**Passage to read:**
::::
Re: Solr Cloud + zookeeper+ kubernetes setup

2023-11-23 Thread ufuk yılmaz
There’s a fundamental downside of embedded zk or putting zk on the same node as 
Solr. When there are many queries running, a Solr replica gets overloaded and 
it starts to affect the node itself (sometimes you can’t even ssh into the node 
when Solr is too busy), it also affects the Zk on the same node, which can 
cause a chain of downed solr replicas and zk nodes, reducing the overall 
availability of the cluster. 

When you need a high read high write cluster, it’s better to put zookeeper on 
its own machines I think. 

-ufuk yilmaz 

> On 23 Nov 2023, at 00:25, Jan Høydahl  wrote:
> 
> I think there is a product that speaks ZK api but stores everything in etcd :)
> 
> Also, you may want to check out 
> https://cwiki.apache.org/confluence/display/SOLR/SIP-18%3A+A+Solr+Kubernetes+Module+for+native+integration
>  , an initiative that will let you use ConfigMaps for configSet files etc. 
> I.e. somewhat more cloud native. And 
> https://cwiki.apache.org/confluence/display/SOLR/SIP-14+Embedded+Zookeeper, 
> if it gains traction, will embed ZK in Solr processes, making it an 
> implementation detail that the users dont need to manage separately. 
> 
> Jan
> 
>> 22. nov. 2023 kl. 14:30 skrev matthew sporleder :
>> 
>> It's annoying that zookeeper is a hard dependency when etcd is just
>> sitting there and all of the stuff in zk could easily fit into
>> ConfigMaps.
> 



Re: Solr Cloud + zookeeper+ kubernetes setup

2023-11-23 Thread Radu Gheorghe
Hi Vince,

Here's a tutorial for installing an external ZK + Solr on k8s:
https://sematext.com/blog/solr-operator-autoscaling-tutorial/

Hope it helps.

Radu
--
Elasticsearch/OpenSearch & Solr Consulting, Production Support & Training
Sematext Cloud - Full Stack Observability
https://sematext.com/ 


On Wed, Nov 22, 2023 at 6:02 PM Vince McMahon 
wrote:

> Ramesh,
>
> Can you elaborate more on the installation of ext. Zookeeper and how to
> make it work with solr on k8?
>
> On Wed, Nov 22, 2023, 6:26 AM Ramesh Balasubaramaniam 
> wrote:
>
> > Yes, Possible. How many shards and replicas you are planning to create
> for
> > the 200 millions documents all based upon the index size ( how many
> stored
> > fields ) and all.
> > External zookeeper is best. SOLR in kubernetes setup also works well.
> >
> >
> > Thanks,
> > Ramesh
> >
> > On Wed, Nov 22, 2023 at 3:30 AM Vince McMahon <
> > sippingonesandze...@gmail.com>
> > wrote:
> >
> > > Hi,
> > >
> > > I'd like to thank many of you giving your valuable advice.  You are
> > liked a
> > > big brother I never have.
> > > I wish you in the US a Happy Thanksgiving.
::::
**Provided data:**
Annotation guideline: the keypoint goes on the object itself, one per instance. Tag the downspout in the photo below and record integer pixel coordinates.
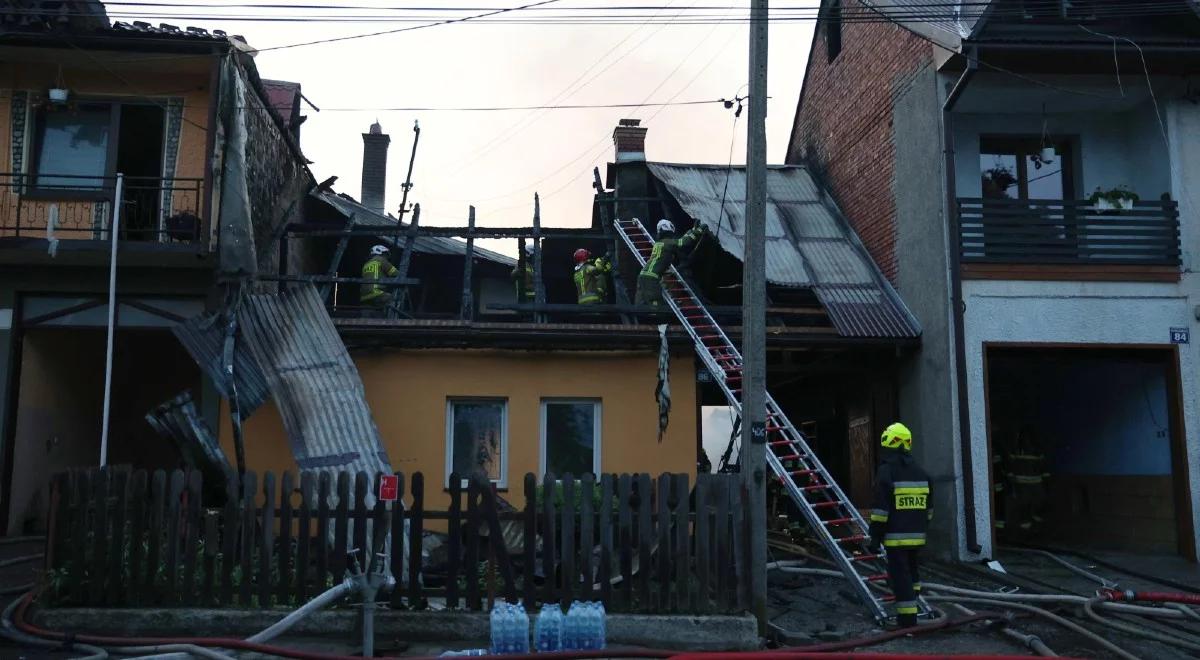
(959, 309)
::::
**Short problem A:**
Reproduce verbatim the part of the Solr Cloud thread between "2023-11-23 Thread ufuk" and "machines I think.", inclusive.
**Short problem B:**
Condense the paragraph of the Solr Cloud thread that opens "There's a fundamental downside" into a shorter version that keeps its main facts.
The material comes from a separate source.

**Exercise result A:**
2023-11-23 Thread ufuk yılmaz
There’s a fundamental downside of embedded zk or putting zk on the same node as 
Solr. When there are many queries running, a Solr replica gets overloaded and 
it starts to affect the node itself (sometimes you can’t even ssh into the node 
when Solr is too busy), it also affects the Zk on the same node, which can 
cause a chain of downed solr replicas and zk nodes, reducing the overall 
availability of the cluster. 

When you need a high read high write cluster, it’s better to put zookeeper on 
its own machines I think.

**Exercise result B:**
Embedding ZooKeeper in Solr or running it on the same node has a basic drawback. Heavy query load can overload a Solr replica and strain the whole node, sometimes blocking even ssh, and the ZooKeeper there suffers too. This can cascade into downed Solr replicas and ZooKeeper nodes, lowering overall cluster availability.